# Dataset extract
--*--
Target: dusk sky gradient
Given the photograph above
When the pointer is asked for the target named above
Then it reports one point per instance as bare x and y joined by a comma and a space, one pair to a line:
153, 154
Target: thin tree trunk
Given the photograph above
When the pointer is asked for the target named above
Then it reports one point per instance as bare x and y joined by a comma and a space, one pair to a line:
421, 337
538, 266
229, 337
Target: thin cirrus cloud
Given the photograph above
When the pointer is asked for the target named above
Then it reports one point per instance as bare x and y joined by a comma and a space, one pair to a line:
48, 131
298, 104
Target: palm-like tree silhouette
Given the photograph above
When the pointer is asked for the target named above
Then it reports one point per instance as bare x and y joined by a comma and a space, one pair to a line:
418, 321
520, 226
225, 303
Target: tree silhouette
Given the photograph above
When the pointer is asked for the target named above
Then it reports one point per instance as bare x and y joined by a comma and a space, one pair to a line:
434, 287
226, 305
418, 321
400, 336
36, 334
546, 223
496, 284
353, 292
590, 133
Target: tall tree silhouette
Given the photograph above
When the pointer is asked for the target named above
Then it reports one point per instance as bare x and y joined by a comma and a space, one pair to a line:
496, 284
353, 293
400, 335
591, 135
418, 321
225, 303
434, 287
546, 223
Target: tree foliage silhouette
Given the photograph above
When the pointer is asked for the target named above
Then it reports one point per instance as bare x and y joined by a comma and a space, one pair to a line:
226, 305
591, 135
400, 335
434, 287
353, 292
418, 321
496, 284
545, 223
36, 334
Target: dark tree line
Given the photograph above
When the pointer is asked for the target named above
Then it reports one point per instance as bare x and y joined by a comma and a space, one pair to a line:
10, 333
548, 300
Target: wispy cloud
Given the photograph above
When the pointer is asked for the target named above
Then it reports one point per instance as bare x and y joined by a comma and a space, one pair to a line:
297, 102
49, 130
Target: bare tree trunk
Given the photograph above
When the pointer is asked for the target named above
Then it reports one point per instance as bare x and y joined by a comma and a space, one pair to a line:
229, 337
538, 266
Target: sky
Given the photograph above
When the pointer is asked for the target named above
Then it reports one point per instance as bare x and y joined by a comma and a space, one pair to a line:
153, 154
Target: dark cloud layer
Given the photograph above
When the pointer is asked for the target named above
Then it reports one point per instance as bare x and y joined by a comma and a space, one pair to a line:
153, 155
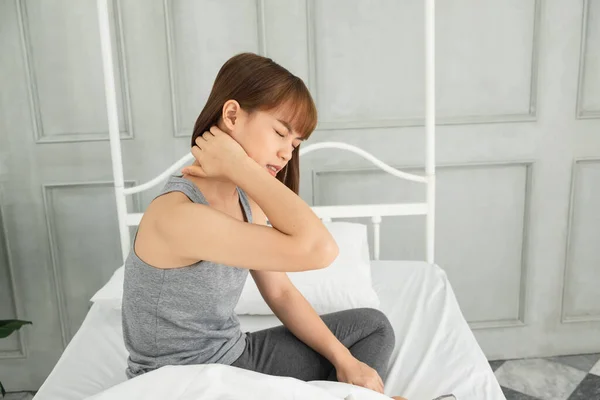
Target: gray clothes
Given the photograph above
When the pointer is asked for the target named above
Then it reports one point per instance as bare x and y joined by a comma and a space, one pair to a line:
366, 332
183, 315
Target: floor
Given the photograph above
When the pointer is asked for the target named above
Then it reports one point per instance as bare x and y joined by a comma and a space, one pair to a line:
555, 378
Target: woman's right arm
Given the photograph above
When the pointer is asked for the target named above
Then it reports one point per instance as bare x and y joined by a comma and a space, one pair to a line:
--*--
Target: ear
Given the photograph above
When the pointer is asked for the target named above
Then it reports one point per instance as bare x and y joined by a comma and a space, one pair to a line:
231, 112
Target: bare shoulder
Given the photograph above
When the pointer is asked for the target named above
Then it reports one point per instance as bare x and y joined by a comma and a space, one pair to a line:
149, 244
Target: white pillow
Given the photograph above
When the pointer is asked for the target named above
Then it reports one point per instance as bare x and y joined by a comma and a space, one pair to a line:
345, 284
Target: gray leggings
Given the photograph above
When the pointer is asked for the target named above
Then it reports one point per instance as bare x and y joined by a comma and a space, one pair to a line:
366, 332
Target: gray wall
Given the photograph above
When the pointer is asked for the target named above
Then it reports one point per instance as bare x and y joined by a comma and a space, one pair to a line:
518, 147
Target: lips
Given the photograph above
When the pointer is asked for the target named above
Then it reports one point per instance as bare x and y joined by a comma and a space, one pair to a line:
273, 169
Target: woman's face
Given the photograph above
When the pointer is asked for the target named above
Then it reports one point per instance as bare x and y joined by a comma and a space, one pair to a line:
--*--
Your task is to copy every line in the entries that holds the string "silhouette".

Target: palm-like tree silhouette
Target: tree silhouette
Target: tall tree silhouette
Target: tree foliage silhouette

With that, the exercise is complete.